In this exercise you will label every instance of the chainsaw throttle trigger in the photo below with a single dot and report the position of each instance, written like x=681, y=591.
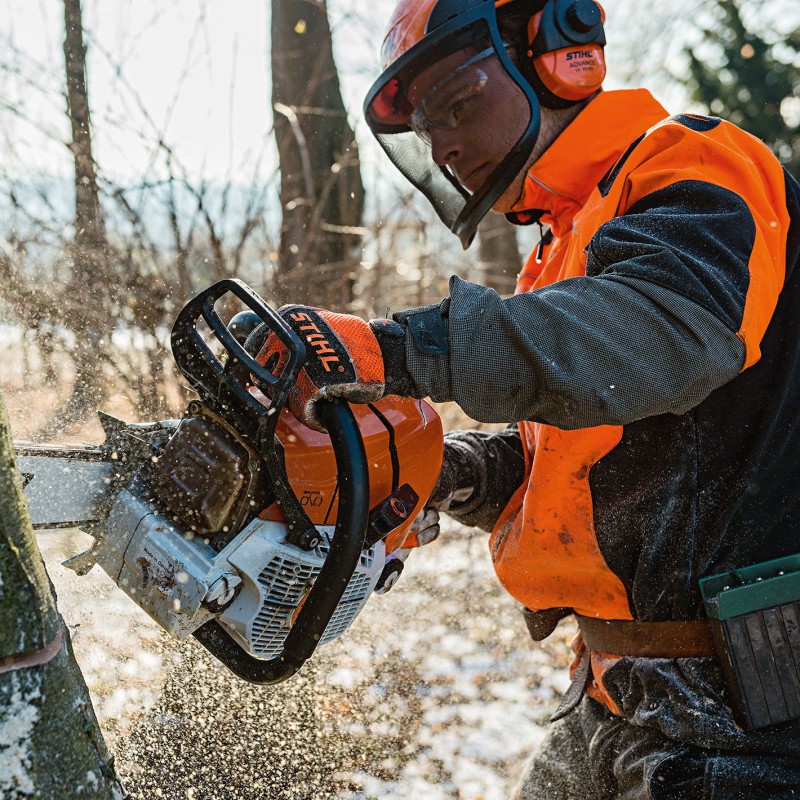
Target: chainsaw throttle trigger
x=215, y=380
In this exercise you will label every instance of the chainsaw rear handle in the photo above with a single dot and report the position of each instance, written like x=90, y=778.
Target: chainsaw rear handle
x=340, y=563
x=218, y=385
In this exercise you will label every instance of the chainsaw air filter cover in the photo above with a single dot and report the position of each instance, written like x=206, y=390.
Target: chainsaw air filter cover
x=404, y=445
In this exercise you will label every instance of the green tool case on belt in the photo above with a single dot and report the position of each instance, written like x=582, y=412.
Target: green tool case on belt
x=754, y=614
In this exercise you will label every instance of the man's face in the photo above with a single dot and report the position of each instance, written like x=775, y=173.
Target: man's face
x=472, y=113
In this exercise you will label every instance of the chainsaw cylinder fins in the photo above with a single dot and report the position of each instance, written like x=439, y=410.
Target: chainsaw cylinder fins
x=238, y=525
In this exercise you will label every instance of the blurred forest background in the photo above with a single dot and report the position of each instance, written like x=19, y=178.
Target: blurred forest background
x=151, y=148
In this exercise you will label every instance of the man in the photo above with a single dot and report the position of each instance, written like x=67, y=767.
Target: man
x=651, y=361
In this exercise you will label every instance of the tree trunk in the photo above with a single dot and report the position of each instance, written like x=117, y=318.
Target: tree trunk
x=50, y=743
x=322, y=195
x=86, y=311
x=498, y=256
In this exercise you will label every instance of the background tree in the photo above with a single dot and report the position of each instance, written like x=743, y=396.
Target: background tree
x=750, y=79
x=322, y=196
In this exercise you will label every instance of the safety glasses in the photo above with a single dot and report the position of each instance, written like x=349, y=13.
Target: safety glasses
x=453, y=100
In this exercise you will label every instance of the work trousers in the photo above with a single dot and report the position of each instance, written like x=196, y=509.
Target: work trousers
x=593, y=754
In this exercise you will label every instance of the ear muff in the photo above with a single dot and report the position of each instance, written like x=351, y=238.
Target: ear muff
x=565, y=59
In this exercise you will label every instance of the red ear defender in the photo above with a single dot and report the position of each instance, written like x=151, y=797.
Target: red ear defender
x=566, y=42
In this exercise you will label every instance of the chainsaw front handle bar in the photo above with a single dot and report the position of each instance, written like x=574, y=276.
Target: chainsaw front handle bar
x=214, y=380
x=340, y=563
x=216, y=383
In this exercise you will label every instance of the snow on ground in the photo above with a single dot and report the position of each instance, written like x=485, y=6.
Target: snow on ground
x=435, y=693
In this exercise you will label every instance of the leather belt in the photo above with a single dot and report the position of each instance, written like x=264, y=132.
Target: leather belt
x=676, y=639
x=619, y=637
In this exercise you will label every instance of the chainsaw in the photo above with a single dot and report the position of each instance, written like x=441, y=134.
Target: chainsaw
x=237, y=524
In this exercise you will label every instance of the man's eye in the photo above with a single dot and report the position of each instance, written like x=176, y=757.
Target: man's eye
x=459, y=106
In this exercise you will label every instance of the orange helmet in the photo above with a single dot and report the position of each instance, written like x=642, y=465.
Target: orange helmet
x=423, y=32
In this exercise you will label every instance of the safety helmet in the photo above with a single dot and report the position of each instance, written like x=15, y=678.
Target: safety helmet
x=424, y=32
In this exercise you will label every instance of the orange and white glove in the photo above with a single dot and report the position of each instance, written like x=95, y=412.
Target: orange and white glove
x=346, y=358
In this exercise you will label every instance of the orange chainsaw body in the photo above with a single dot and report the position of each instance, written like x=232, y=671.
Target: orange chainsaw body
x=416, y=432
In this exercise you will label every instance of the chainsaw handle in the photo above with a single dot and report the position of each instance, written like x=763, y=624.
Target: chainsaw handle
x=214, y=380
x=340, y=563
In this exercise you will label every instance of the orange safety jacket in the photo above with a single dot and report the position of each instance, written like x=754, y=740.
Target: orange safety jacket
x=653, y=356
x=548, y=546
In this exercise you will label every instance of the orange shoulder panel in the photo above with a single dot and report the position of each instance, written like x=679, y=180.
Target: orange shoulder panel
x=728, y=157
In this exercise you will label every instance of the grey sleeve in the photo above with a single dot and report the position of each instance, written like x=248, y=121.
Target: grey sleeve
x=650, y=329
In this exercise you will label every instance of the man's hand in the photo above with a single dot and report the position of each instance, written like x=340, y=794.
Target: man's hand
x=346, y=358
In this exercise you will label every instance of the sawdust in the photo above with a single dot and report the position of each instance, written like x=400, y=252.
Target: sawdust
x=18, y=717
x=435, y=693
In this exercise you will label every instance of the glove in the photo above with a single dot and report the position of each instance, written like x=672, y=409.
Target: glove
x=346, y=358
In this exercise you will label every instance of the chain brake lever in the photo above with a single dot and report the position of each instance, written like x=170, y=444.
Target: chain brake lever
x=219, y=387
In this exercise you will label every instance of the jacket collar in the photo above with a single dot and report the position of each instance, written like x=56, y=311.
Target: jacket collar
x=558, y=185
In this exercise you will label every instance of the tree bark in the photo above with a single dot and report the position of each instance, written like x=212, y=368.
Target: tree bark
x=322, y=195
x=86, y=311
x=50, y=743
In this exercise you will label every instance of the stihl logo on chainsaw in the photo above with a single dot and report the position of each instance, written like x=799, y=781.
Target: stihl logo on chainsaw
x=317, y=339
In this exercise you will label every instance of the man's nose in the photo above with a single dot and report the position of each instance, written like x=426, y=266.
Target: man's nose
x=446, y=147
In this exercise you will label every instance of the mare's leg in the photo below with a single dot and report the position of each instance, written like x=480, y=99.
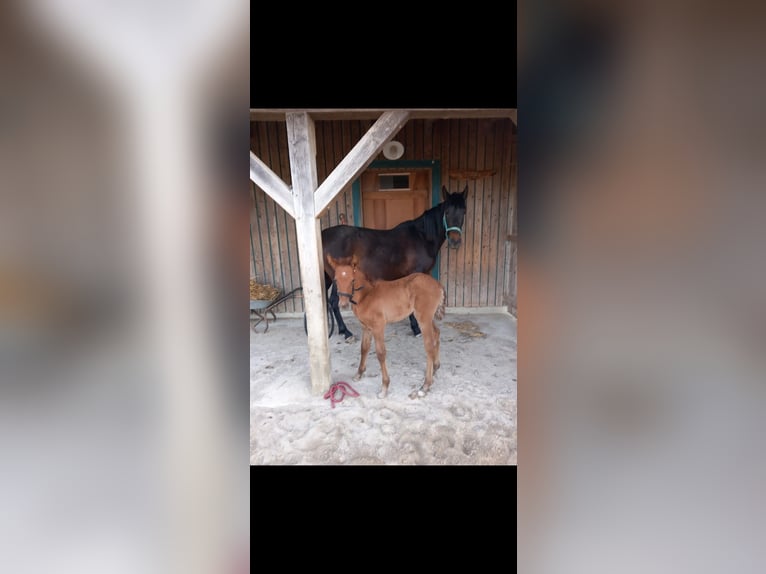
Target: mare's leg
x=342, y=329
x=366, y=339
x=414, y=325
x=380, y=351
x=430, y=348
──────────
AUFGABENSTELLUNG:
Wandle die gesamte Auflistung oben in eine Markdown-Tabelle mit den Spalten „Nummer“ und „Zeile“ um, wobei jede Zeile eine fortlaufende Nummer erhält und Leerzeilen entfallen. Lass die Bilder in der Tabelle weg.

LÖSUNG:
| Nummer | Zeile |
|---|---|
| 1 | In this exercise you will label every instance of the chainsaw throttle trigger in the photo below with a single dot and report the position of each instance, written like x=681, y=591. |
| 2 | Target: chainsaw throttle trigger |
| 3 | x=215, y=380 |
| 4 | In this exercise you will label every instance of the chainsaw rear handle in the photo above with a single dot and report the position of each instance, written like x=90, y=778. |
| 5 | Target: chainsaw rear handle |
| 6 | x=340, y=563 |
| 7 | x=218, y=385 |
| 8 | In this exercise you will label every instance of the chainsaw air filter cover in the photo above with a single dot and report the position of each instance, written like x=206, y=390. |
| 9 | Target: chainsaw air filter cover |
| 10 | x=404, y=445 |
| 11 | In this exercise you will label every instance of the green tool case on belt in the photo above with a single dot and report the position of each instance, written like x=582, y=412. |
| 12 | Target: green tool case on belt |
| 13 | x=754, y=614 |
| 14 | In this exercise you will label every instance of the man's face in the photo above with a single dot and report the position of each instance, written like x=775, y=173. |
| 15 | Target: man's face |
| 16 | x=472, y=113 |
| 17 | In this exercise you will label every instance of the chainsaw cylinder fins in the photo above with a single dot and report the position of each instance, written like x=439, y=410. |
| 18 | Target: chainsaw cylinder fins |
| 19 | x=238, y=525 |
| 20 | In this exercise you will label every instance of the blurred forest background in the photo above with a single dot and report the position of each instance, written like x=19, y=178. |
| 21 | Target: blurred forest background |
| 22 | x=151, y=148 |
| 23 | In this exercise you will label every instance of the man in the photo above with a single dot and report the position of each instance, written like x=67, y=767. |
| 24 | Target: man |
| 25 | x=651, y=361 |
| 26 | In this exercise you will label every instance of the tree trunk in the photo above with a single dot and report the position of each instance, written like x=117, y=318. |
| 27 | Target: tree trunk |
| 28 | x=50, y=743 |
| 29 | x=322, y=195 |
| 30 | x=86, y=311 |
| 31 | x=498, y=256 |
| 32 | In this exercise you will label every instance of the background tree in the photo above with a single dot and report the position of each instance, written like x=743, y=396. |
| 33 | Target: background tree |
| 34 | x=750, y=79 |
| 35 | x=322, y=196 |
| 36 | In this exercise you will label every instance of the safety glasses in the photo above with a single dot and report the position of each instance, written like x=349, y=13. |
| 37 | Target: safety glasses |
| 38 | x=453, y=100 |
| 39 | In this exercise you will label every instance of the work trousers in the photo above with a single dot and report the position of each instance, written like x=196, y=509. |
| 40 | Target: work trousers |
| 41 | x=593, y=754 |
| 42 | In this exercise you will label every instance of the ear muff in the photo above with a single dot and report the position of each instance, written like x=351, y=238. |
| 43 | Target: ear muff |
| 44 | x=565, y=59 |
| 45 | In this exercise you will label every instance of the red ear defender in the photo above with a single dot and report the position of each instance, written like x=151, y=797. |
| 46 | Target: red ear defender |
| 47 | x=566, y=42 |
| 48 | In this exercise you will label every instance of the chainsaw front handle bar in the photo above with a single dot and report the position of each instance, written like x=574, y=276. |
| 49 | Target: chainsaw front handle bar |
| 50 | x=214, y=380 |
| 51 | x=340, y=563 |
| 52 | x=216, y=383 |
| 53 | In this exercise you will label every instance of the snow on ground in the photo above with a single dot and report the position of each instance, written like x=485, y=6. |
| 54 | Target: snow on ground |
| 55 | x=435, y=693 |
| 56 | In this exercise you will label every instance of the leather belt in the photo above with a single dot and report the position of each instance, written like x=264, y=132. |
| 57 | Target: leather belt |
| 58 | x=676, y=639 |
| 59 | x=619, y=637 |
| 60 | In this exercise you will label every instance of the chainsaw in the photo above with a single dot and report the position of each instance, written like x=441, y=134. |
| 61 | Target: chainsaw |
| 62 | x=237, y=524 |
| 63 | In this exercise you will label every instance of the man's eye in the photo above with a single dot and report the position of each instance, written like x=176, y=757. |
| 64 | Target: man's eye |
| 65 | x=459, y=106 |
| 66 | In this exercise you will label every instance of the orange helmet in the photo above with a single dot and report the position of each instance, written like x=642, y=465. |
| 67 | Target: orange helmet |
| 68 | x=423, y=32 |
| 69 | In this exercise you will label every instance of the safety helmet in the photo above with a single dot and report the position of each instance, written like x=15, y=678. |
| 70 | Target: safety helmet |
| 71 | x=424, y=32 |
| 72 | In this exercise you will label every instance of the orange and white glove in the photo above with a single dot and report the position of each instance, written like x=95, y=412. |
| 73 | Target: orange and white glove |
| 74 | x=346, y=358 |
| 75 | In this exercise you will label every instance of the orange chainsaw body in the photo above with a single dot and report the position of each instance, written like x=232, y=671. |
| 76 | Target: orange chainsaw body |
| 77 | x=416, y=432 |
| 78 | In this exercise you will label every instance of the chainsaw handle in the photo above with a single dot and report the position of each instance, written like x=763, y=624. |
| 79 | Target: chainsaw handle |
| 80 | x=214, y=380 |
| 81 | x=340, y=563 |
| 82 | In this exercise you will label every instance of the orange safety jacket in the photo above with a single dot and report the position of each instance, written like x=754, y=740. |
| 83 | Target: orange safety jacket |
| 84 | x=653, y=356 |
| 85 | x=548, y=546 |
| 86 | In this exercise you will label every instance of the orange shoulder panel in the photo above with a single dot and report the position of each instance, written like x=679, y=180. |
| 87 | Target: orange shoulder panel |
| 88 | x=728, y=157 |
| 89 | In this exercise you will label every instance of the grey sleeve in the photo above with a single dot and report the position of each instance, written like x=248, y=121. |
| 90 | Target: grey sleeve |
| 91 | x=650, y=329 |
| 92 | In this exercise you will label every instance of the man's hand in the photo above with a single dot and report the position of each instance, written like x=340, y=794. |
| 93 | Target: man's hand |
| 94 | x=346, y=358 |
| 95 | In this exercise you will label every instance of the sawdust in the photo above with a single dot and report the position of each instance, written like x=400, y=252. |
| 96 | Target: sawdust |
| 97 | x=18, y=717 |
| 98 | x=435, y=693 |
| 99 | In this exercise you will label every instance of the glove in the photo above with a single dot and report the position of each instance, written like x=672, y=409. |
| 100 | Target: glove |
| 101 | x=346, y=358 |
| 102 | In this exercise you will label every instance of the chain brake lever in the photo above with a single dot and report the position of each instance, written like x=170, y=444. |
| 103 | Target: chain brake lever |
| 104 | x=219, y=387 |
| 105 | In this exercise you will label every instance of the jacket collar in the photo above with a single dot and report the position of each instance, written like x=56, y=311. |
| 106 | Target: jacket collar |
| 107 | x=558, y=185 |
| 108 | In this exercise you will label every instance of the tree bark in the photo above with a single dot and report the position of each instance, written like x=212, y=368. |
| 109 | Target: tree bark |
| 110 | x=322, y=195 |
| 111 | x=86, y=311 |
| 112 | x=50, y=743 |
| 113 | In this exercise you will label every instance of the stihl logo on chainsaw in the photo above with a single dot and report the position of each instance, written like x=799, y=781. |
| 114 | Target: stihl logo on chainsaw |
| 115 | x=317, y=339 |
| 116 | In this exercise you will label every instance of the man's nose in the photo above with a single dot and report the position of each instance, written like x=426, y=266. |
| 117 | Target: man's nose |
| 118 | x=446, y=147 |
| 119 | In this exercise you will label every instance of the mare's leg in the photo below with a single dot and report the position of each instance, written like x=480, y=99. |
| 120 | Target: mare's leg |
| 121 | x=342, y=329 |
| 122 | x=366, y=339 |
| 123 | x=414, y=325 |
| 124 | x=380, y=351 |
| 125 | x=430, y=348 |